··· Record extracts ···

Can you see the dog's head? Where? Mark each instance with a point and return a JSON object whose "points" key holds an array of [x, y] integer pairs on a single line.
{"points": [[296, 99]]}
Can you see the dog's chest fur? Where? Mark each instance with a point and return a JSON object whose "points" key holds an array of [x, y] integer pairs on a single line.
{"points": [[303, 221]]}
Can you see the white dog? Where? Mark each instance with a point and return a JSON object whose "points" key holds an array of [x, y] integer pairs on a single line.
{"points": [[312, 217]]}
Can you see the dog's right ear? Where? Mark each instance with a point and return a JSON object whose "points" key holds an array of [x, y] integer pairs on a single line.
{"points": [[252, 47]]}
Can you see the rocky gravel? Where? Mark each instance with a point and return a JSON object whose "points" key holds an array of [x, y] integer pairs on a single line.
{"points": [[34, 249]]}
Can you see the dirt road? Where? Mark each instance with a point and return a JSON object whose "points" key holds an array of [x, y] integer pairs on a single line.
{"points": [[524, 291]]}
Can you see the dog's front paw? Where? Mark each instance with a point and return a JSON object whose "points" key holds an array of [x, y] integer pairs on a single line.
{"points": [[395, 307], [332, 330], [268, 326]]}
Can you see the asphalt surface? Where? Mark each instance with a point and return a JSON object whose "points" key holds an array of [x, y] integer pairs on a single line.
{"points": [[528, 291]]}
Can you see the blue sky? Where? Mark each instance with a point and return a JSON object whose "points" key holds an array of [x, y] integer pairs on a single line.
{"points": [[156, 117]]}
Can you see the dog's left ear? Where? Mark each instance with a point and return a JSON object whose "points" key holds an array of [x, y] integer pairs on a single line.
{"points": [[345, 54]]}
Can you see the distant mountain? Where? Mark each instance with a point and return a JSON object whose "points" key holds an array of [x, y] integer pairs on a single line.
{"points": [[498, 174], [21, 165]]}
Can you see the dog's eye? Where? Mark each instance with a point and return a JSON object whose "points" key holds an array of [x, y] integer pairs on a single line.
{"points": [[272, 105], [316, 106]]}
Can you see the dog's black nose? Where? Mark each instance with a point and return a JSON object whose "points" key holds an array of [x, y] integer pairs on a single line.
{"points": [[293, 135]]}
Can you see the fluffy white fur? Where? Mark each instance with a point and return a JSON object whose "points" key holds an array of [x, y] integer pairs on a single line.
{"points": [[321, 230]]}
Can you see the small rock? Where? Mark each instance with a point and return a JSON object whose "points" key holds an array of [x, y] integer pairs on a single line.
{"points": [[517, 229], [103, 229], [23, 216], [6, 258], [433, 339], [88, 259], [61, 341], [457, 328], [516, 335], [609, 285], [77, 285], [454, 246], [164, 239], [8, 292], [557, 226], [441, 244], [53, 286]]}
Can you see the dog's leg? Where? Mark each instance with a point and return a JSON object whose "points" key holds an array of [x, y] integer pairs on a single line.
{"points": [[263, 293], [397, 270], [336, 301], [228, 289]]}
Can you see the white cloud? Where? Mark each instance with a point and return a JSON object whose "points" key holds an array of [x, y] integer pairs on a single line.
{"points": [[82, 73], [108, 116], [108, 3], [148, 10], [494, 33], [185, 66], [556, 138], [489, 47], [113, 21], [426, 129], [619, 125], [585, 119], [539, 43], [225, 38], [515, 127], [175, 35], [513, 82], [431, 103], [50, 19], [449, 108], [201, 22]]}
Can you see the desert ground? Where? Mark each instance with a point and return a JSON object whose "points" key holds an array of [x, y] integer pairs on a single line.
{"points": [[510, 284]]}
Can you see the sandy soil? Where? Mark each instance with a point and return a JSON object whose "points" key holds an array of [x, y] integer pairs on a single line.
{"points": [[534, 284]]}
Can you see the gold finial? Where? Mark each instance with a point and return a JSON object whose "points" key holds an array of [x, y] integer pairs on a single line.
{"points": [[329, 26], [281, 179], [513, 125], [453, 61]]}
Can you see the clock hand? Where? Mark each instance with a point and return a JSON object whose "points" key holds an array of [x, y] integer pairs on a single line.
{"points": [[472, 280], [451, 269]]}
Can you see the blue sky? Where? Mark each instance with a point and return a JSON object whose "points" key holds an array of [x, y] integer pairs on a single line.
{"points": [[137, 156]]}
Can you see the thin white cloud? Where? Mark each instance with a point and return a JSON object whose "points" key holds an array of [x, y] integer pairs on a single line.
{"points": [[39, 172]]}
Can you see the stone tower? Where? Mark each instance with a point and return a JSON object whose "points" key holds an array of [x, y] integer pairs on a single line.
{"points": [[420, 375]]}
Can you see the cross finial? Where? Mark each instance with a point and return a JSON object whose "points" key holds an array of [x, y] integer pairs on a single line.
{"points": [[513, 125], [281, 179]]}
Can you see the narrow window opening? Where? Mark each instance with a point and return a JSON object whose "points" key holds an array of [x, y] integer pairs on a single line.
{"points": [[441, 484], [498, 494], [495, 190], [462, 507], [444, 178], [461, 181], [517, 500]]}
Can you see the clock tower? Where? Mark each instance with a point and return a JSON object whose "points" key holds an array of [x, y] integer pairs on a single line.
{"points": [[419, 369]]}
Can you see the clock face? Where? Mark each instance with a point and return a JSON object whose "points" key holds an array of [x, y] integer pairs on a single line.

···

* What is expected *
Copy the records exactly, keeping every word in place.

* Answer box *
Can you see the dog's head? Where? Mark each instance with a point and return a JSON object whose "points" key holds an array of [x, y] integer pairs on a single line.
{"points": [[296, 99]]}
Can you see the dog's chest fur? Where? Mark each instance with a point and return a JSON object whose "points" key holds an array of [x, y] integer pairs on a single line.
{"points": [[303, 221]]}
Can you see the white dog? Where? Mark each instance with a point and return a JSON object whose "points" key holds an array of [x, y] integer pairs on a single line.
{"points": [[312, 217]]}
Can you see the dog's right ear? Where? Mark each instance with a point and return a JSON object whose "points" key holds an array of [x, y] integer pairs on a single line.
{"points": [[252, 47]]}
Can you see the rocky gravel? Where? Mark each instance with a point and return a JSON object whose "points" key holds an array of [x, y] integer pairs on a single line.
{"points": [[34, 249]]}
Can you see the dirt road? Where? Mark each instance with a point and return a JSON object whose "points" key holds an array of [x, y] integer pairs on a single line.
{"points": [[524, 291]]}
Can you see the dog's front paw? Where? Mark each instance with a point and return a JSON object whose "points" key holds an array of [x, y] integer pairs on a single line.
{"points": [[395, 307], [332, 330], [268, 326]]}
Can you see the asphalt surface? Where? Mark each instance with a point and return a JSON object whose "points" key holds an array of [x, y] integer pairs on a single line.
{"points": [[528, 291]]}
Can you see the blue sky? Where? Mark each instance with a point and return a JSON object whose "points" key holds an array of [x, y] integer pairs on a single line.
{"points": [[156, 117]]}
Can you see the dog's left ear? Where? Mark each instance with a point and return a JSON object whose "points" key holds an array of [x, y] integer pairs on a single line.
{"points": [[345, 54]]}
Can you see the distant mountain? Where? Mark each instance with a point and return a JSON object whose "points" key holds an array of [x, y] integer pairs on a single line.
{"points": [[498, 174], [21, 165]]}
Can you see the dog's eye? Where? Mark each instance with a point and return a JSON object whose "points" key holds an array of [x, y] integer pairs on a single line.
{"points": [[272, 105], [316, 106]]}
Can you see the dog's black nose? Where? Mark each instance with a point and return a JSON object whose "points" key holds an array of [x, y] integer pairs on a single line.
{"points": [[293, 135]]}
Can you see the fluffy white fur? Where? Mark each instance with a point and return a JSON object whose "points" key holds an array of [x, y] integer pairs on a single line.
{"points": [[321, 230]]}
Can you see the small rock? Where? Mark each instance with a point and return a JSON object whose "points" key holds an array of [x, y] integer pairs on a single line.
{"points": [[517, 229], [103, 229], [23, 216], [6, 258], [433, 339], [88, 259], [61, 341], [457, 328], [516, 335], [609, 285], [77, 285], [454, 246], [164, 239], [8, 292], [557, 226], [441, 244], [53, 286]]}
Can you see the dog's leg? Where? Mark each instance with a point and return a JSON object whose "points" key holds an array of [x, y] integer pairs on a single line.
{"points": [[263, 293], [397, 270], [336, 301], [228, 289]]}
Can you see the white cloud? Where? Mark each instance with a point and return a JSON object whose "points" key holds an array of [x, y] integer pairs on a single line.
{"points": [[82, 73], [108, 116], [108, 3], [148, 10], [494, 33], [185, 66], [556, 138], [489, 47], [113, 21], [426, 129], [619, 125], [585, 119], [539, 43], [225, 38], [515, 127], [175, 35], [513, 82], [431, 103], [50, 19], [449, 108], [201, 22]]}
Can you see the desert ground? Where? Mark each instance with a point and return a JSON object whose "points" key holds an array of [x, y] integer pairs on a single line.
{"points": [[510, 284]]}
Can you see the sandy soil? Where? Mark each instance with a point and return a JSON object whose "points" key holds an array of [x, y] integer pairs on a single line.
{"points": [[534, 284]]}
Can you see the gold finial? Where? Mark each instance with a point and return a JSON object whose "points" key holds an array of [x, y] integer pairs on a single line.
{"points": [[329, 26], [281, 179], [513, 125], [453, 61]]}
Can you see the clock hand? Where? Mark each instance with a point and return a JSON object whose "points" key holds an array of [x, y] integer pairs on a single line.
{"points": [[472, 280], [451, 269]]}
Can you see the blue sky? Where? Mark each instance with a point and return a JSON object whose "points" key holds an array of [x, y] integer pairs on a single line.
{"points": [[137, 156]]}
Can you see the thin white cloud? Where? Mark each instance with a point and return a JSON object whose "points" key holds an array of [x, y] integer pairs on a single line.
{"points": [[39, 172]]}
Can you see the stone tower? Where? Mark each instance with a point and return a JSON object whose "points" key holds an array of [x, y] integer pairs on a single line.
{"points": [[420, 375]]}
Can you see the cross finial? Where? Mark each instance with a point and return a JSON object whose "points" key holds an array of [x, y] integer pairs on a single line.
{"points": [[513, 125], [281, 179]]}
Can you see the narrow window opening? Where? Mark each instance with a point and return a JSON object whose "points" key holds an array of [x, y] integer pairs on a single line.
{"points": [[441, 484], [498, 494], [495, 190], [462, 507], [444, 178], [461, 181], [517, 500]]}
Can you see the clock tower? Where? Mark each instance with a point and return a JSON object whose "points" key holds an array of [x, y] integer pairs on a single line.
{"points": [[419, 369]]}
Can you see the clock face? Where? Mark each instance with a point and return a JSON object whose "points" key holds an array of [x, y] integer pairs on a single line.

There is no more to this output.